What is being asked →
From the listing below, pull out each line that contains the word "flower", and copy every one in full.

The input →

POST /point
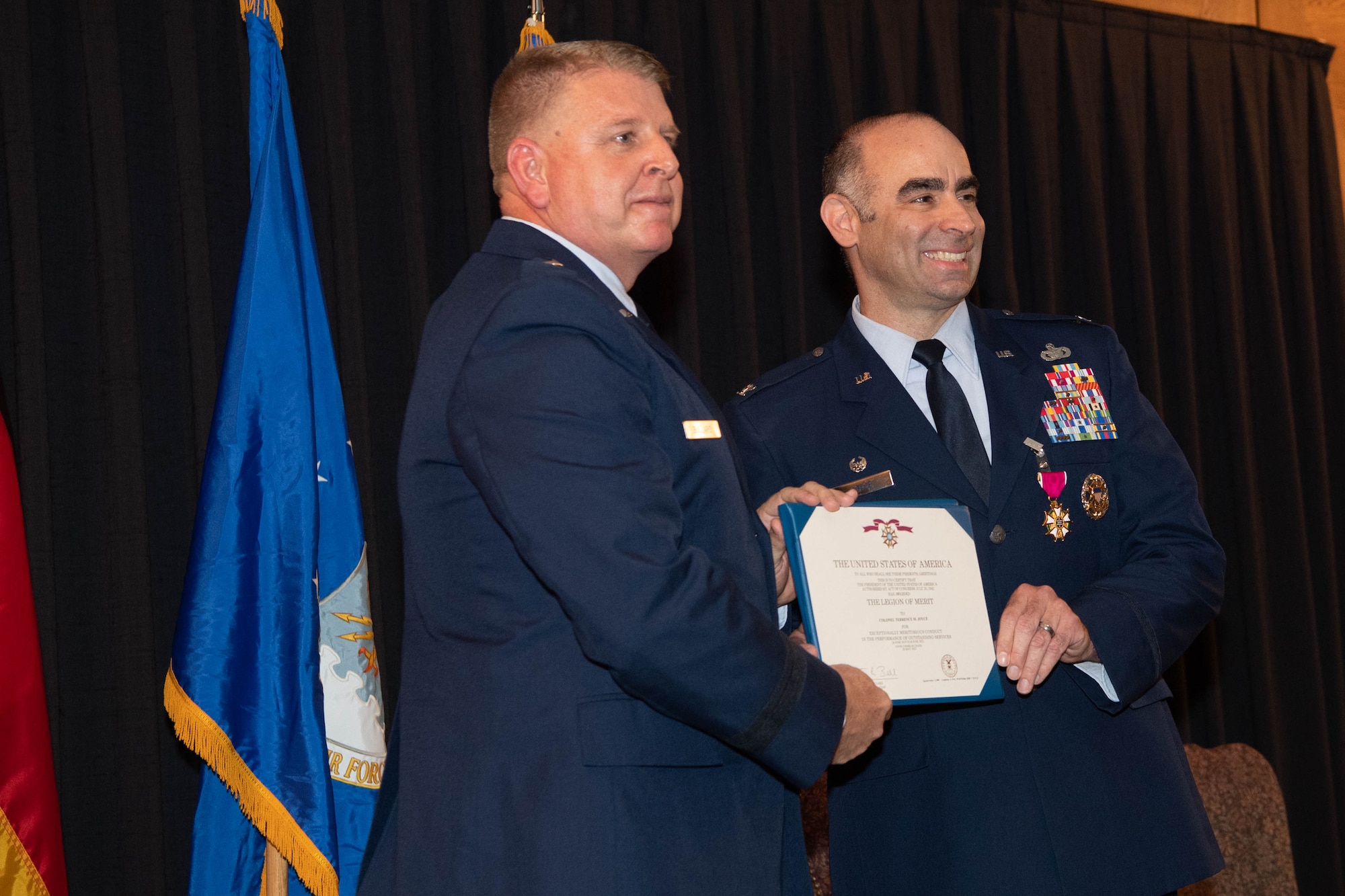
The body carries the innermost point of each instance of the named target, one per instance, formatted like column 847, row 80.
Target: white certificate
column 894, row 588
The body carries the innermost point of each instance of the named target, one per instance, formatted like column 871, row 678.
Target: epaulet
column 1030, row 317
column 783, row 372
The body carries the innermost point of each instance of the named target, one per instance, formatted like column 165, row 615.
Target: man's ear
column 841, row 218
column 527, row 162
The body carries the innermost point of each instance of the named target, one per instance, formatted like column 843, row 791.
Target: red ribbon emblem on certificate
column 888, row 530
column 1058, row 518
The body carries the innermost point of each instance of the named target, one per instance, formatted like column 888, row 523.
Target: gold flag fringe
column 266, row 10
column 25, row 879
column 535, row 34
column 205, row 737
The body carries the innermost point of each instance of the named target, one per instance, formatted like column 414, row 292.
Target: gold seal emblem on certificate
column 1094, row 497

--

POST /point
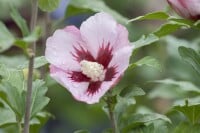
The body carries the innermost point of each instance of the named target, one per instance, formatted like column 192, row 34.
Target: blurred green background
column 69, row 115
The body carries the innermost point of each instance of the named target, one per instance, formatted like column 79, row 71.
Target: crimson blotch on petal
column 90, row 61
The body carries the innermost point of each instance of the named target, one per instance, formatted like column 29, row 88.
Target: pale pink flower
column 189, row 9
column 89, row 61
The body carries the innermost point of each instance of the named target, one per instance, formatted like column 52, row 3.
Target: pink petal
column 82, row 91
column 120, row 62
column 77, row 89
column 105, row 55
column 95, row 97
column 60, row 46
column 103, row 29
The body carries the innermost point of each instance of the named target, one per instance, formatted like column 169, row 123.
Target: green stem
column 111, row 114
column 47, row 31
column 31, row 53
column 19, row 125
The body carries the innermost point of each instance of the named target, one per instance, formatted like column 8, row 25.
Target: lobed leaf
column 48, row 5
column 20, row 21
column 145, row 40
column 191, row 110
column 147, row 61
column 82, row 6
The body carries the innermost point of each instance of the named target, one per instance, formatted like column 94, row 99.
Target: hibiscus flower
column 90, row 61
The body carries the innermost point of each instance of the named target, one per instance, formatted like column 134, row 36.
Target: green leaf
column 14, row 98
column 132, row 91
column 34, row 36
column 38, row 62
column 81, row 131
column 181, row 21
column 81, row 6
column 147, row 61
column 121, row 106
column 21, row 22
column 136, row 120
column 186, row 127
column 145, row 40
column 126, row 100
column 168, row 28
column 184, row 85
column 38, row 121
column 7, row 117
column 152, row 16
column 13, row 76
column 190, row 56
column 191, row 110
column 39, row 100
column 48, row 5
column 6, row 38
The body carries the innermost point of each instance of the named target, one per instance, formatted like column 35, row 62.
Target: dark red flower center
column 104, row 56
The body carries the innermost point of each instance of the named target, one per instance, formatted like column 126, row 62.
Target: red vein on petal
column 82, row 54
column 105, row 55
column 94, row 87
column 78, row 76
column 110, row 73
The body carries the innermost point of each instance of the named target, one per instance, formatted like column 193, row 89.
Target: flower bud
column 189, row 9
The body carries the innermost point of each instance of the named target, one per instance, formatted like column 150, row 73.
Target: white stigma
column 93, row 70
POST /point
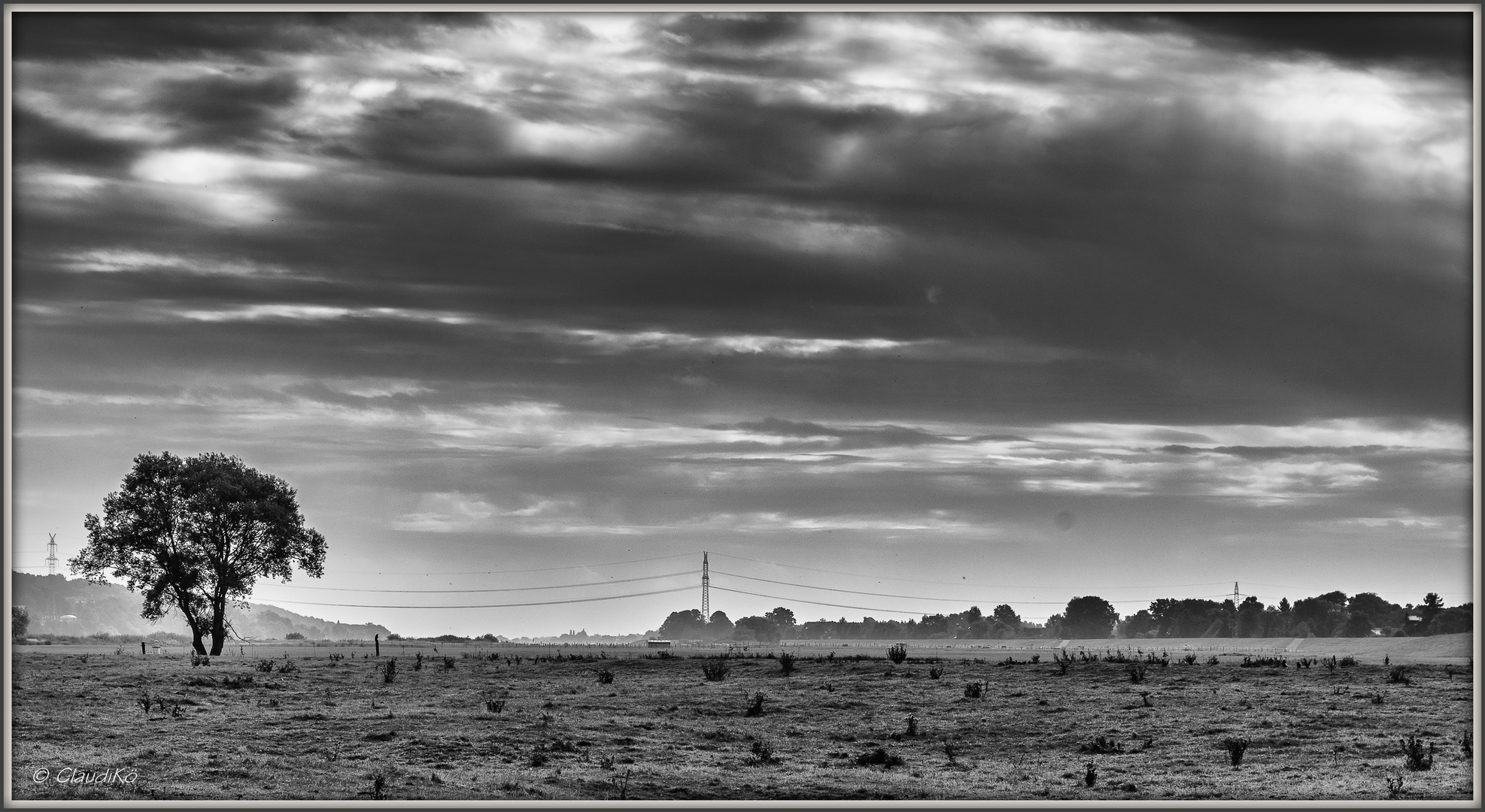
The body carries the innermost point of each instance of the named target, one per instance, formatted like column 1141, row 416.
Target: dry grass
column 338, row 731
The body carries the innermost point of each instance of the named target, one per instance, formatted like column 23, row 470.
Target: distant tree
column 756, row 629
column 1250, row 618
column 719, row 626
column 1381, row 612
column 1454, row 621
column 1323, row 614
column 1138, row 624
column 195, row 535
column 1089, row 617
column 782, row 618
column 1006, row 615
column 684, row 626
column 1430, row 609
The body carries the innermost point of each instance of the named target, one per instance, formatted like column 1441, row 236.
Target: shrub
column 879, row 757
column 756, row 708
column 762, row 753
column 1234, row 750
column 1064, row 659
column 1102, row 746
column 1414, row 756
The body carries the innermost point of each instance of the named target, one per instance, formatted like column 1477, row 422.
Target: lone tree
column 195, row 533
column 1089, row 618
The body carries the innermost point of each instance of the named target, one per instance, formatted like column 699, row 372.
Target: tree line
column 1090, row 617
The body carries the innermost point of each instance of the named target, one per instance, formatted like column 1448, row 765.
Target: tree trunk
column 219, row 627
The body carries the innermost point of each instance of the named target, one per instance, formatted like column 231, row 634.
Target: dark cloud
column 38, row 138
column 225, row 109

--

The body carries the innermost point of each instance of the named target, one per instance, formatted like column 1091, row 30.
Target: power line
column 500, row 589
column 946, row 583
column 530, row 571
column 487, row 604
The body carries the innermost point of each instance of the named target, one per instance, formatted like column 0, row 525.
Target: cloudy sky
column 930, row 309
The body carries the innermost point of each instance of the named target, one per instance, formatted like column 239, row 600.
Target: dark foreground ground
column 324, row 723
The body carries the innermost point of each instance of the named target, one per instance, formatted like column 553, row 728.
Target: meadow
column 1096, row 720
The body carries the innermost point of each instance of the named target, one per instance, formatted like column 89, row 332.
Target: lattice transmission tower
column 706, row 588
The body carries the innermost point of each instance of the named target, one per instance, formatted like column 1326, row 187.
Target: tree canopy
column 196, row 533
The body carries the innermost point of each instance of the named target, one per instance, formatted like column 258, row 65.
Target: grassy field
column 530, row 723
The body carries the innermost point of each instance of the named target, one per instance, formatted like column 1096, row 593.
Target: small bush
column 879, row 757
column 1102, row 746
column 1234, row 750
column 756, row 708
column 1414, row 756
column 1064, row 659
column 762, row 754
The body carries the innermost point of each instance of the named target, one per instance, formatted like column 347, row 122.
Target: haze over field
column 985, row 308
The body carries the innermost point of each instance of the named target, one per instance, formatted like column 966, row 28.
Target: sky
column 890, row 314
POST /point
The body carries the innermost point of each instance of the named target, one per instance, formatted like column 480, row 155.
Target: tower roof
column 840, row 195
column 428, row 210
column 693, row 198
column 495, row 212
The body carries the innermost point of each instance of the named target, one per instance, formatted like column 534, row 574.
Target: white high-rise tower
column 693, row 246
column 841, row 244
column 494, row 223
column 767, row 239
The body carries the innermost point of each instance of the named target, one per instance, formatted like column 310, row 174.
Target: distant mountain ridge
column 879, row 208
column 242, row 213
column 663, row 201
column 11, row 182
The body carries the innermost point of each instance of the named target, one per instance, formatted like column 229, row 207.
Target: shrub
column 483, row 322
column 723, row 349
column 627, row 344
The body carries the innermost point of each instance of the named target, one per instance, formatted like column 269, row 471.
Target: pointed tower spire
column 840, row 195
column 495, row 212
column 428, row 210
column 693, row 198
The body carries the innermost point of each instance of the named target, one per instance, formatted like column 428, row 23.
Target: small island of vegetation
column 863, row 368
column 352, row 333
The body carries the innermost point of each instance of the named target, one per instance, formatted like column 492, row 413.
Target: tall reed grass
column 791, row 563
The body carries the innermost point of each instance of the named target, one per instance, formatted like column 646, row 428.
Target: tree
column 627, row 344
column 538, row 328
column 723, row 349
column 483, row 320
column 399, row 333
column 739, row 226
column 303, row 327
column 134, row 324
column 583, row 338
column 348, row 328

Complete answer →
Target: pale pink flower
Target: hibiscus flower
Target: dark red flower center
Target: flower bud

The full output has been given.